Judges are using a special courtroom and not issuing as many arrest warrants for some suspects following an emergency order from the Idaho Supreme Court.

KOOTENAI COUNTY, Idaho — Authorities in Kootenai County say they are doing what they can to make sure coronavirus does not enter the jail.

That means judges are using a special courtroom at the jail and not issuing as many arrest warrants for some suspects following an emergency order from the state Supreme Court.

If someone fails to show up to a hearing, a judge will normally hand down an order for the person to be arrested on the spot. Now, judges will instead issue a summons.

This will hopefully mean fewer people being booked into the Kootenai County Jail and potentially bringing coronavirus with them – and that makes for a less crowded jail with more room for inmates to distance themselves.

"Obviously, that's going to create a safer environment for both the staff and the inmates,” said Sgt. Chris Wagar with the Kootenai County Sheriff’s Office.

This marks a big change from several years ago when Kootenai County was dealing with an incredibly cramped jail. The county used to ship inmates to other jails to fix the problem, but an expansion in 2018 ultimately rectified it.

The jail might have upwards of 400 inmates at a time but, as of last week, the count stood at around 325.

"I keep hounding on the word ‘safe.' And that's the biggest thing we look for in law enforcement, is just a safe environment for both inmates and staff,” Wagar said.

The special courtroom in the jail is cutting down on the amount of inmates that normally have to be loaded into vans and driven to the main courthouses in downtown Coeur d’Alene.

"A lot of times you can have upwards of 12 inmates in a van. They're all designed [for that]. But when you're talking about COVID, you've got a tight environment there, which can allow for issues to arise,” Wagar said.

The court is also limiting how many people and members of the public can be in a courtroom for a hearing.

Another change: the sheriff's office is having family members conduct digital jail visits from home using software opposed to people physically coming to the jail and using kiosks for video visits.

The sheriff's office says the benefits are clear, and they're happy judges and court staff are working with them.

__________

- **Exercise 1**: Copy the Kootenai County jail article word for word from "That means judges" to "County Sheriff’s Office.".
- **Exercise 2**: According to the Kootenai County jail article, are these statements true? (a) Kootenai County expanded its jail in 2018. (b) As of last week, the jail held more than 400 inmates. (c) Family members now come to the jail to use kiosks for video visits. For each, answer yes or no and quote the words from the article that decide it.

- **Raw data**:
__________

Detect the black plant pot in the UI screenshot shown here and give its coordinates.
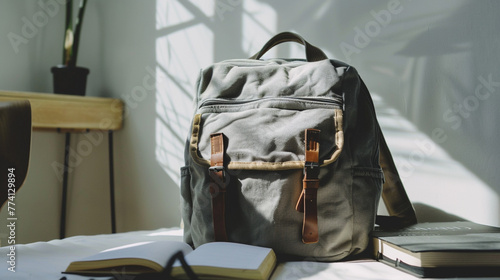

__________

- **Written answer 1**:
That means judges are using a special courtroom at the jail and not issuing as many arrest warrants for some suspects following an emergency order from the state Supreme Court.

If someone fails to show up to a hearing, a judge will normally hand down an order for the person to be arrested on the spot. Now, judges will instead issue a summons.

This will hopefully mean fewer people being booked into the Kootenai County Jail and potentially bringing coronavirus with them – and that makes for a less crowded jail with more room for inmates to distance themselves.

"Obviously, that's going to create a safer environment for both the staff and the inmates,” said Sgt. Chris Wagar with the Kootenai County Sheriff’s Office.

- **Written answer 2**:
(a) Yes: "but an expansion in 2018 ultimately rectified it."
(b) No: "as of last week, the count stood at around 325."
(c) No: "the sheriff's office is having family members conduct digital jail visits from home using software opposed to people physically coming to the jail and using kiosks for video visits."